◆ Exercise directions: For the entries below, report the number of lines containing "house", without any other content.

◆ Exercise materials:
★ ★ ★ ★ ★
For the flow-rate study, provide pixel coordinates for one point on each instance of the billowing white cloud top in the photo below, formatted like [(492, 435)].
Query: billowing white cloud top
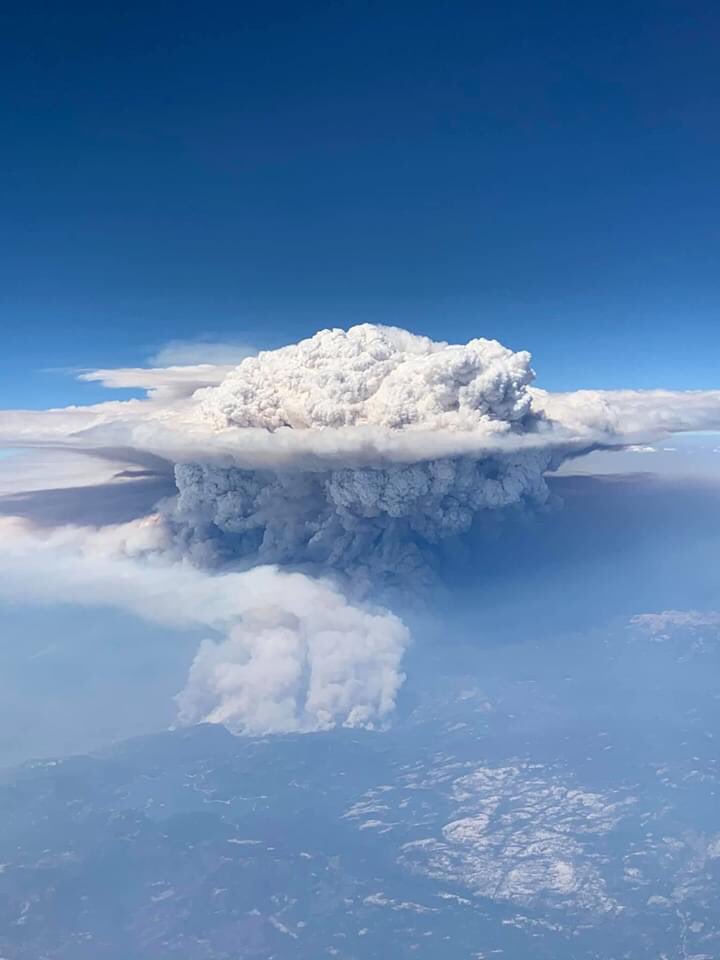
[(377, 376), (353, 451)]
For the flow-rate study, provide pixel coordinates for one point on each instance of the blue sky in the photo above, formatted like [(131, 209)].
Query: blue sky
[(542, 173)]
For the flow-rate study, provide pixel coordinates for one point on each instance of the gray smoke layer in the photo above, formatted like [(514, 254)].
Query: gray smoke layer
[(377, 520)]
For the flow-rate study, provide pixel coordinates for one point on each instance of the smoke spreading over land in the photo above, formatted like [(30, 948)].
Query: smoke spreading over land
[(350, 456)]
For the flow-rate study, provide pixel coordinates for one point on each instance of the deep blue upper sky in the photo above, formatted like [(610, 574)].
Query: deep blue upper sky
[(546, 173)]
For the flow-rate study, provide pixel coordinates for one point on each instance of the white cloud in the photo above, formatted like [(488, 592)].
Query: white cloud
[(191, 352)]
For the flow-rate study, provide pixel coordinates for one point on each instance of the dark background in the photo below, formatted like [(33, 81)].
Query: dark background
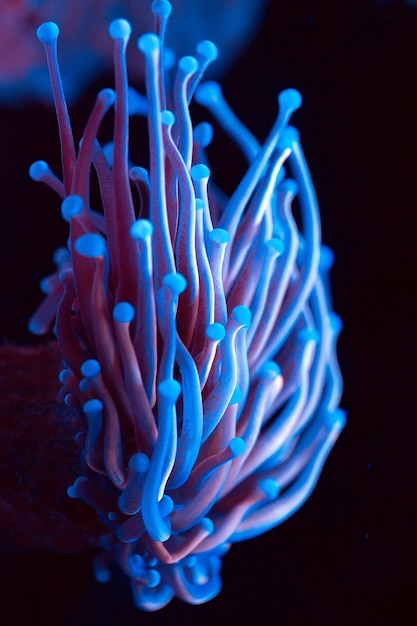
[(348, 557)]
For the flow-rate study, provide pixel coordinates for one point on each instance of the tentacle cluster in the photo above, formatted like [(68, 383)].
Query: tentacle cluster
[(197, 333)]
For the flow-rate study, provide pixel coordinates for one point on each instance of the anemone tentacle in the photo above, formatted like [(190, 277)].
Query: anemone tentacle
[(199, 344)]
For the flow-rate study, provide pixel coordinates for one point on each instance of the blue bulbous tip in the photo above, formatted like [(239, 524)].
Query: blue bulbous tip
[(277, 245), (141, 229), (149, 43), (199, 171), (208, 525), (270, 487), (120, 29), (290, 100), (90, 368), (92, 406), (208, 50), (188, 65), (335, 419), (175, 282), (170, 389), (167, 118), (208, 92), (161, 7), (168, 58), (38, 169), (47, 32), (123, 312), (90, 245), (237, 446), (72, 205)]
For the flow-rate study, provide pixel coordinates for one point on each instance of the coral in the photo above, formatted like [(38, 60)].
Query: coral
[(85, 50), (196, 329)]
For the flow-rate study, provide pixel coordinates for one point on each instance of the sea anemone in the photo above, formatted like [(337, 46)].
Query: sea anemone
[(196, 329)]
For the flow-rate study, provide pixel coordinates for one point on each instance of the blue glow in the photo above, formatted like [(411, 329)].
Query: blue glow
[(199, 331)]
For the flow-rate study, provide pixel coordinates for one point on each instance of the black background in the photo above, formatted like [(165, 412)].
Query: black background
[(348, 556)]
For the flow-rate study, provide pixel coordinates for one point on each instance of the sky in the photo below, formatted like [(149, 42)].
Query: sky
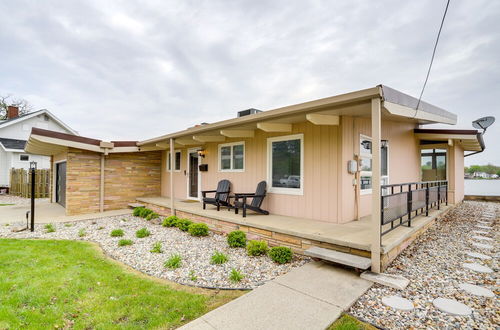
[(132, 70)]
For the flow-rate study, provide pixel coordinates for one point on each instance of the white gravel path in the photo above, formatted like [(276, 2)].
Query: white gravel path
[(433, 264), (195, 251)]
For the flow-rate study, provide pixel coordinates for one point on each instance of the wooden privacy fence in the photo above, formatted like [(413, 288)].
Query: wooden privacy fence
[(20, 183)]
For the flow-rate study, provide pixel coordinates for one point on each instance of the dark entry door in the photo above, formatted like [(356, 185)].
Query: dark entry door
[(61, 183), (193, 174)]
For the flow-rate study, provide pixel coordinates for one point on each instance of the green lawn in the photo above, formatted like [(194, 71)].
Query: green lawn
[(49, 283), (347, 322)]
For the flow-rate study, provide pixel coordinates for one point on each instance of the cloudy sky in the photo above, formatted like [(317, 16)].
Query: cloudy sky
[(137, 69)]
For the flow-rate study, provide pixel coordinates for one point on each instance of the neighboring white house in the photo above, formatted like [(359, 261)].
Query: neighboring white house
★ ★ ★ ★ ★
◆ Your solution: 2